Excerpted records:
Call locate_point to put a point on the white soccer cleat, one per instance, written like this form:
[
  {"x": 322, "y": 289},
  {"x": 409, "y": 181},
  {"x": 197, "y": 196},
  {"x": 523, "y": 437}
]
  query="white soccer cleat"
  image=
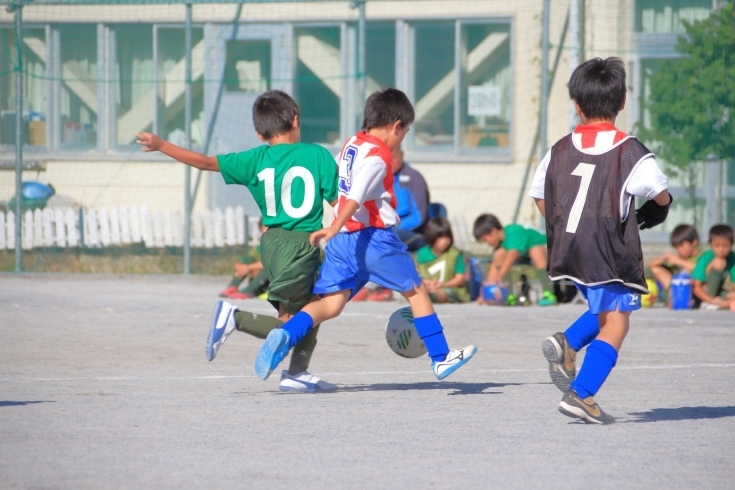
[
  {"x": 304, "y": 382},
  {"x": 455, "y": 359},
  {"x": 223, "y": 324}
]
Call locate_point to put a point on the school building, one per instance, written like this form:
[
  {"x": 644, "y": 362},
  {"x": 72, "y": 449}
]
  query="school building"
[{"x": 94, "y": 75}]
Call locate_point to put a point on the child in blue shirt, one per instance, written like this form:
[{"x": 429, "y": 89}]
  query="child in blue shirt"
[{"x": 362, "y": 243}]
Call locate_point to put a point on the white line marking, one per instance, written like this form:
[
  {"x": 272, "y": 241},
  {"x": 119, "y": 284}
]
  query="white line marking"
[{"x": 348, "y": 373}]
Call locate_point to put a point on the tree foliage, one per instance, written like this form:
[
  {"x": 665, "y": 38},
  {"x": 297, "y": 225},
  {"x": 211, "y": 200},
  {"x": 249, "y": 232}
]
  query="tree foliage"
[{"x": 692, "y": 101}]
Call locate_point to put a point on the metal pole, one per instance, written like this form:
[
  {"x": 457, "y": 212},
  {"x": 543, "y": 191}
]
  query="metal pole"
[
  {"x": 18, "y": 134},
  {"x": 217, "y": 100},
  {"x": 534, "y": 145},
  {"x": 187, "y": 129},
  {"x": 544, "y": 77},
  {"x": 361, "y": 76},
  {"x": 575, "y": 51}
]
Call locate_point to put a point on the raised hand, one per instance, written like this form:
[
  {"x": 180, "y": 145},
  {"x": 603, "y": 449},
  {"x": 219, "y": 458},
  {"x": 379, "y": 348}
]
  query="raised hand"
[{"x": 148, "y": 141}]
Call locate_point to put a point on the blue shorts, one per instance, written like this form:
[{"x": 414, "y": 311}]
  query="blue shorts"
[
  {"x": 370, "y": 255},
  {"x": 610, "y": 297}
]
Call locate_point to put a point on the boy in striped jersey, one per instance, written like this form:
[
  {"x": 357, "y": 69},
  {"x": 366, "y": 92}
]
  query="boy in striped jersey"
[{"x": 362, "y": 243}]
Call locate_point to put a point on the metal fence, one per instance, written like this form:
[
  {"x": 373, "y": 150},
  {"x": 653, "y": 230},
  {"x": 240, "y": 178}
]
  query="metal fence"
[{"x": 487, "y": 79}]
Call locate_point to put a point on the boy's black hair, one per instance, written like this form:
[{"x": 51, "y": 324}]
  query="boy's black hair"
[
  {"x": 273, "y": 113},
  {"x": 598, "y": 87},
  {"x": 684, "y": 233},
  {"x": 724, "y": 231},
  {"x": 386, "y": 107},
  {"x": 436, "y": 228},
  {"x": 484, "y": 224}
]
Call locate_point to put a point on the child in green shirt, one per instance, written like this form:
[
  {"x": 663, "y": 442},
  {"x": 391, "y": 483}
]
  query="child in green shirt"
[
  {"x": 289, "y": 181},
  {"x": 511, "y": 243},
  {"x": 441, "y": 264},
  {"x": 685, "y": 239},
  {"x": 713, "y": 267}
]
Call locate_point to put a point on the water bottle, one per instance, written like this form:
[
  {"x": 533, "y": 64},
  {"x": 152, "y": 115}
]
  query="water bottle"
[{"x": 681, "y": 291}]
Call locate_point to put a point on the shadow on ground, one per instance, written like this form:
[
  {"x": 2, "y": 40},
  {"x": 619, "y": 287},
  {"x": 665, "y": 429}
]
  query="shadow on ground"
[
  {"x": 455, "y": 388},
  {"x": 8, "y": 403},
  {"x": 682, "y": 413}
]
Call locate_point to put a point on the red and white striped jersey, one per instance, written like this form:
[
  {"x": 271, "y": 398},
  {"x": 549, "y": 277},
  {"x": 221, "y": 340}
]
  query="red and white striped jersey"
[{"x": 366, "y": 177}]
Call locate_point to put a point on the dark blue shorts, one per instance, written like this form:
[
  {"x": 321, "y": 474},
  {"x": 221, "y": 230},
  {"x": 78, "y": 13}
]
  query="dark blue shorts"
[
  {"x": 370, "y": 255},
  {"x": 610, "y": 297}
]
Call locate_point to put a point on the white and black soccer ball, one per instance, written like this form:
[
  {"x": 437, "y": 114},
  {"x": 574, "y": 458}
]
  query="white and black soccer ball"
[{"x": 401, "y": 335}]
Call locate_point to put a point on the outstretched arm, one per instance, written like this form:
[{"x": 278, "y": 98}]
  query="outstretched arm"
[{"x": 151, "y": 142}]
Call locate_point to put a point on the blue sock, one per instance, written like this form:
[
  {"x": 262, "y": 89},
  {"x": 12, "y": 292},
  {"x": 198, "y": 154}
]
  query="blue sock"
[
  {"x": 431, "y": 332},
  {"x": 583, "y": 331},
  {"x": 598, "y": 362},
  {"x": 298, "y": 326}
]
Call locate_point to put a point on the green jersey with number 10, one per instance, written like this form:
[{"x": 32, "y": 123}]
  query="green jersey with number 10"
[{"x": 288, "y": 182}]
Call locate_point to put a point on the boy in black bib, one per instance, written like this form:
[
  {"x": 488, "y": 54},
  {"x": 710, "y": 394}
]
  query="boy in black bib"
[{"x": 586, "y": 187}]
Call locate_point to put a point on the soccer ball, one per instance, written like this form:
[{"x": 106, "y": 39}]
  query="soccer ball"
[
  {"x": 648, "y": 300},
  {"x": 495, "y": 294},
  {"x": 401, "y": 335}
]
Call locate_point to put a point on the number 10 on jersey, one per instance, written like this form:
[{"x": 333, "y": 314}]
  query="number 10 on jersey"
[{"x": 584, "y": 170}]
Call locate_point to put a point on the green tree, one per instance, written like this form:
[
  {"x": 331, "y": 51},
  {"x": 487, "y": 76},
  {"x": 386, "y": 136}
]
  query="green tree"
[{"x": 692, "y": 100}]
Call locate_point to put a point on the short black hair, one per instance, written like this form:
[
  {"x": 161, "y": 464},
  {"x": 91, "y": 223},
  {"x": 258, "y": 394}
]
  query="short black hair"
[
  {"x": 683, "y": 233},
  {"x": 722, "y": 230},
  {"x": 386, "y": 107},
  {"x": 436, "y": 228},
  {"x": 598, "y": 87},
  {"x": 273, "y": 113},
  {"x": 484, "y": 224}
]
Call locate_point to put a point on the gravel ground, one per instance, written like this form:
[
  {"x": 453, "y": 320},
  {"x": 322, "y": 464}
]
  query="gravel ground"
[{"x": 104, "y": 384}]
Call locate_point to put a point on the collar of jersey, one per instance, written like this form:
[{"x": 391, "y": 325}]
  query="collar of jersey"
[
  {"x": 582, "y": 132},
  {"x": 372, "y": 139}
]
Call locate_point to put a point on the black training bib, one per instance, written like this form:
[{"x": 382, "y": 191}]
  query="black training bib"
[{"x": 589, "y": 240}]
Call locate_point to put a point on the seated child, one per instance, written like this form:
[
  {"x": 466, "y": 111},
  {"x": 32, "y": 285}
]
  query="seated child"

Goal: Format everything in the material above, from the line containing "Call locate_point to put a point on the gravel" down through the end of the material, as a numbered list, leaving out any blank lines.

Exercise answer:
1. Call locate_point to put a point on the gravel ground, one per instance, written like this form:
2. [
3.   {"x": 453, "y": 320},
4.   {"x": 322, "y": 464}
5. ]
6.   query="gravel ground"
7. [{"x": 104, "y": 384}]
8. Call locate_point to put a point on the collar of jersey, one per instance, written like this form:
9. [{"x": 391, "y": 325}]
10.   query="collar of jersey"
11. [
12.   {"x": 582, "y": 132},
13.   {"x": 372, "y": 139}
14. ]
15. Call locate_point to put a point on the black training bib, one per instance, written like this form:
16. [{"x": 382, "y": 191}]
17.   query="black training bib"
18. [{"x": 589, "y": 240}]
19. Call locate_point to put a point on the seated child, one per instance, written like this form:
20. [
21.   {"x": 466, "y": 111},
22.   {"x": 32, "y": 285}
23. ]
24.   query="seated child"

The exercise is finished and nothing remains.